BEGIN SOURCE RECORDS
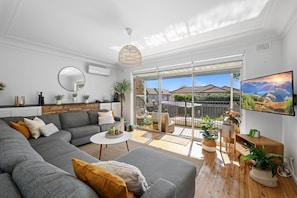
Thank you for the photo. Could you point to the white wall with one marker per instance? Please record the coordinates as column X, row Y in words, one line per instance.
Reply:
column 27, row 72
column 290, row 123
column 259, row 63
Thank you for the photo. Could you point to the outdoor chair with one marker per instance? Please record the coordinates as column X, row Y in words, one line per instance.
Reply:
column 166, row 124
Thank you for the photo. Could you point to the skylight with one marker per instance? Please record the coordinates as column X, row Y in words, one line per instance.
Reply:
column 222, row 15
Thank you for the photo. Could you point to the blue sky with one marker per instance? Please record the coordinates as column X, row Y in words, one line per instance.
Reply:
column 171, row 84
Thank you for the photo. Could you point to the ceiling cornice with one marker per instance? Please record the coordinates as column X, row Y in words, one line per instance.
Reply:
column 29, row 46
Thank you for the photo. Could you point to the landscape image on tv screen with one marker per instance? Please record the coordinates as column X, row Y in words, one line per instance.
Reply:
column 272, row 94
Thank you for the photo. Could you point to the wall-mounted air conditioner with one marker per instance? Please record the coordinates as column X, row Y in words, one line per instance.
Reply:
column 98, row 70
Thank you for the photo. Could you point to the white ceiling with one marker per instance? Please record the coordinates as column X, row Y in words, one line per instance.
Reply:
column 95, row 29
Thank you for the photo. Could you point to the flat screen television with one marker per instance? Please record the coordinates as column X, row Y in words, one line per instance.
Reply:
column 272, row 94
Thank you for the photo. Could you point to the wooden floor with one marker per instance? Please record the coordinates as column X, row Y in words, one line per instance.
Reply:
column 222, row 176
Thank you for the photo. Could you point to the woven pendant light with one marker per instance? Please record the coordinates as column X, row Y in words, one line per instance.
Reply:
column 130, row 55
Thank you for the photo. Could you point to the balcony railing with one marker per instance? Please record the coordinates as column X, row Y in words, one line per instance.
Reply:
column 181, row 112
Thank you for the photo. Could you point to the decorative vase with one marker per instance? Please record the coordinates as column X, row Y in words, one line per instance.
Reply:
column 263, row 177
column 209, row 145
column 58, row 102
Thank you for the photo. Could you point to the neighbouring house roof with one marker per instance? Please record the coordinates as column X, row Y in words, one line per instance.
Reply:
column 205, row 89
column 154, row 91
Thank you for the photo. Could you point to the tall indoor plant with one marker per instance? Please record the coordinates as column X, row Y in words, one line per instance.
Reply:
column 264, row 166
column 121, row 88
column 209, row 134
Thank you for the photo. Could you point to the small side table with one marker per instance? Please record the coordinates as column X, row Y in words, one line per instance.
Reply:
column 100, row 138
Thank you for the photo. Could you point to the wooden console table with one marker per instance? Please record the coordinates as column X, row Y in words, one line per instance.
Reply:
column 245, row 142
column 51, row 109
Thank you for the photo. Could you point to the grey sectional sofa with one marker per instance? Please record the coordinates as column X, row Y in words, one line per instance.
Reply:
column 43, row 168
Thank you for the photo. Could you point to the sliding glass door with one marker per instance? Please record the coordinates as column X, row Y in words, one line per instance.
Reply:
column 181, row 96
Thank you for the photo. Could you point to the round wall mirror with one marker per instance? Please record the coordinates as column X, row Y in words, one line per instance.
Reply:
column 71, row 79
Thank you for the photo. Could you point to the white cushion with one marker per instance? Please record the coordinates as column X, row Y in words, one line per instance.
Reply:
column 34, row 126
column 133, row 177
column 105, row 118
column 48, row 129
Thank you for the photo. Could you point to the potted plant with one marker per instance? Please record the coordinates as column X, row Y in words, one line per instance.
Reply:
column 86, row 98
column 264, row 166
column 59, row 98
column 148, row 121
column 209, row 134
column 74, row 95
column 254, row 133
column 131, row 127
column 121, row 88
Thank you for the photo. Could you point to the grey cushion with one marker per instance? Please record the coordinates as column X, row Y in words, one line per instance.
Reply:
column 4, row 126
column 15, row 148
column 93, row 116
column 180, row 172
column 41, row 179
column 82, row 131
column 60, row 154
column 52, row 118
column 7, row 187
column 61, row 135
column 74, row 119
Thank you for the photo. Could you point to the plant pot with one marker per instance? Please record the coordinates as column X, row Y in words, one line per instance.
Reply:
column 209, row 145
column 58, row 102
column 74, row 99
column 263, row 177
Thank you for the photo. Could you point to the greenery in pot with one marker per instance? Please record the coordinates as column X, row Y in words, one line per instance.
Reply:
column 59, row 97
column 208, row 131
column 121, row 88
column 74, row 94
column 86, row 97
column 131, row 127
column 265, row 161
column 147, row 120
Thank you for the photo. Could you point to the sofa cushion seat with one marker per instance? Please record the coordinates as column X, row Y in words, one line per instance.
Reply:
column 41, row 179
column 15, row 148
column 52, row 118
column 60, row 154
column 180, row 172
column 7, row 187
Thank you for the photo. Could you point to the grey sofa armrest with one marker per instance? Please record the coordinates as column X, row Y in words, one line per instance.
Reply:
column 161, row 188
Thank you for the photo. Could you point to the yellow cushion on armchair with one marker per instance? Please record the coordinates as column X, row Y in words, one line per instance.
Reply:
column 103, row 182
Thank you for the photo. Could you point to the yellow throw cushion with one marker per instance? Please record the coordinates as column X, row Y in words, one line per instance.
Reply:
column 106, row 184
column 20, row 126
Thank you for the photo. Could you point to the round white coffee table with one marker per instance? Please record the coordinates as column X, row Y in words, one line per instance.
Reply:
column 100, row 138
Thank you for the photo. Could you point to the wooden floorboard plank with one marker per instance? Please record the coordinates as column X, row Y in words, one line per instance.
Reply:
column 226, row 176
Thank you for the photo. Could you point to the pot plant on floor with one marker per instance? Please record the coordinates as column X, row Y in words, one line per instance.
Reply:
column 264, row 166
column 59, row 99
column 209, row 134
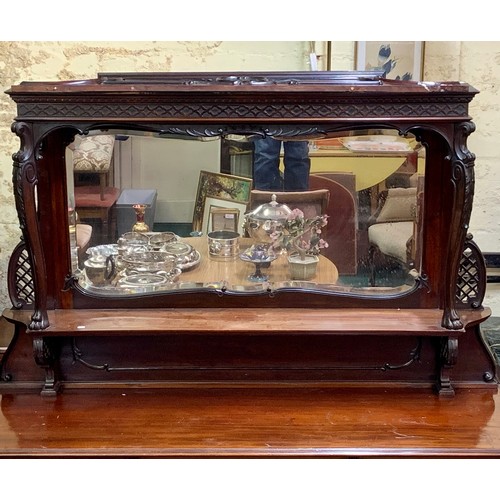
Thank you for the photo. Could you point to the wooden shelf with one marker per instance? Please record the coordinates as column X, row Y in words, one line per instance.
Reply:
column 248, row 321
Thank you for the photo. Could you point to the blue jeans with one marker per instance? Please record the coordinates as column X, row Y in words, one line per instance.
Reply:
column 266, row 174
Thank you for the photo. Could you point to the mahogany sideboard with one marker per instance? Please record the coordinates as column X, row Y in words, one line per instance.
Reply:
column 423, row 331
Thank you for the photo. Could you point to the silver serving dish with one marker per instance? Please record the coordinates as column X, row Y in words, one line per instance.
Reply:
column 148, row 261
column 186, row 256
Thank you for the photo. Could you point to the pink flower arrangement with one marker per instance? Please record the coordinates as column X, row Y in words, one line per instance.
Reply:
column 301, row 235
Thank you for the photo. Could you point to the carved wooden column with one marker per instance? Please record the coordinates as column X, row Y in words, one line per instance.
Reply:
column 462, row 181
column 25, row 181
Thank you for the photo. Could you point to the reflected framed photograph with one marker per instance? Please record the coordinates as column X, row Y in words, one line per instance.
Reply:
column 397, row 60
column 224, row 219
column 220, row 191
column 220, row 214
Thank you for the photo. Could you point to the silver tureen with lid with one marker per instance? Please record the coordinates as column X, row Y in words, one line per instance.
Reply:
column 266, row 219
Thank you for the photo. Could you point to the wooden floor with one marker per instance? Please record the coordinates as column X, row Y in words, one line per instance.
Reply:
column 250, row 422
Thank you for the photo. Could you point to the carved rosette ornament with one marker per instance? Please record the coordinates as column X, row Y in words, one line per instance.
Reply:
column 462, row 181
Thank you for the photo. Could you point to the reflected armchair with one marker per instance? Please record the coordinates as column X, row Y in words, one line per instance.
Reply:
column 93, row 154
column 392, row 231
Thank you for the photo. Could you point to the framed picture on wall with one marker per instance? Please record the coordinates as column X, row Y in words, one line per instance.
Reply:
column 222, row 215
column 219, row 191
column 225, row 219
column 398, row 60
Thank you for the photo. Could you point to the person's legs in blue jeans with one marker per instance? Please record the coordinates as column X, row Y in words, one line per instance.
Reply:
END SOURCE RECORDS
- _TASK OBJECTIVE_: The expected output is the lines from the one holding "the reflected armchair" through the last line of the data, exactly as they appear, with nothing before or after.

- _EXERCISE OUTPUT_:
Thank you for the photo. Could you point to the reflected armchair with one marker per instance? Please record the coordinates as column X, row Y in words, one line per instance.
Reply:
column 93, row 154
column 392, row 231
Thank you for the photo. Could you point to the framed picture on wall with one marker per instance? Please record the coordinates as column X, row Y in words, one line per instance.
Reply:
column 222, row 215
column 219, row 191
column 225, row 219
column 398, row 60
Thank you for the photo. Could you point to the person's legs in blue jeans with one marker per instance? Please record the coordinates as column X, row Y in words, one line per instance.
Reply:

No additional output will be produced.